* Aim: Please reproduce all of the records below word for word, line by line.
__________
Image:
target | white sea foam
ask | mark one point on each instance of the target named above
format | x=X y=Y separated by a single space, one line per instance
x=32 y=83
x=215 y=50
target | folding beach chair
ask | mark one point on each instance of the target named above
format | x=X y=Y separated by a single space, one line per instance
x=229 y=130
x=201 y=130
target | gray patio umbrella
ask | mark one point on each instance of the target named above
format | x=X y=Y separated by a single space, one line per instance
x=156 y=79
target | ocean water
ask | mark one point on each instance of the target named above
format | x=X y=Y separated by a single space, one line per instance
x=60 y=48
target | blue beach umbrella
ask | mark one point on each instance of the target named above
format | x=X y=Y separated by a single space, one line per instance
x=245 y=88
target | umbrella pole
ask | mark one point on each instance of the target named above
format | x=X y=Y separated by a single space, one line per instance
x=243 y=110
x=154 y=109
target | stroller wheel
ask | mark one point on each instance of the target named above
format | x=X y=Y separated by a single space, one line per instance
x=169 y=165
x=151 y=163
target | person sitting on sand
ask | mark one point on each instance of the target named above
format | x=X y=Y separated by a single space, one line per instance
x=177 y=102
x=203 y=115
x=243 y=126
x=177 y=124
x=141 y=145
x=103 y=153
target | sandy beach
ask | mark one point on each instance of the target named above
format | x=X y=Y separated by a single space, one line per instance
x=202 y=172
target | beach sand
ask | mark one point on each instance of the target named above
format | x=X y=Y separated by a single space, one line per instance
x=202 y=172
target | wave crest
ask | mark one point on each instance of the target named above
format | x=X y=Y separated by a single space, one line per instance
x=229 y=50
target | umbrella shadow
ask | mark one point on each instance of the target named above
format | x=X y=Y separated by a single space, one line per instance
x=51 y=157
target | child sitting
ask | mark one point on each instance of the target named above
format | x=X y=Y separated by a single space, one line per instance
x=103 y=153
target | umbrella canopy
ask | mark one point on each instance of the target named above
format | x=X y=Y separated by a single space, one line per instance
__________
* Exercise output:
Image:
target | white sea foam
ask | mark one point on each instance of the target named above
format | x=X y=Y separated by a single space, one line per instance
x=32 y=83
x=215 y=50
target | folding beach chair
ask | mark one point on each instance of the target named above
format | x=X y=Y separated by a single space, one line per instance
x=229 y=130
x=201 y=130
target | gray patio umbrella
ask | mark one point on each instance of the target named above
format | x=X y=Y separated by a single space, one line per instance
x=156 y=79
target | ocean water
ask | mark one point on each instance of the target named above
format | x=X y=Y separated by a single space, one line per instance
x=60 y=48
target | blue beach umbrella
ask | mark one point on each instance of the target named above
format | x=X y=Y separated by a single space, one line per instance
x=245 y=88
target | umbrella pole
ask | mark one point on each instance of the target named above
format | x=X y=Y separated by a single space, one line per instance
x=243 y=110
x=154 y=109
target | stroller wheel
ask | mark one point on each instance of the target named above
format | x=X y=Y separated by a single space, one line per instance
x=169 y=165
x=151 y=163
target | person sitting on sand
ask | mark one point on each instance of the target named above
format | x=X y=Y separated by a single space, one line per instance
x=177 y=102
x=203 y=115
x=243 y=126
x=177 y=124
x=141 y=145
x=103 y=153
target | sandy beach
ask | mark one point on each instance of the target named above
format | x=X y=Y separated by a single space, one line per instance
x=202 y=172
target | beach sand
ask | mark one point on each instance of the target named above
format | x=X y=Y separated by a single space, one line per instance
x=202 y=172
target | wave crest
ask | mark one point on each instance of the target named above
format | x=X y=Y separated by a single space, one line per instance
x=229 y=50
target | umbrella shadow
ask | mark one point on each instance of the target named above
format | x=X y=Y separated by a single space, one line per instance
x=51 y=157
target | child sitting
ask | mark one point on each instance of the target named above
format | x=X y=Y separated by a single space, one line per instance
x=103 y=153
target | umbrella canopy
ask | mark one point on each instance of the target named above
format | x=X y=Y separated by a single space, one line per instance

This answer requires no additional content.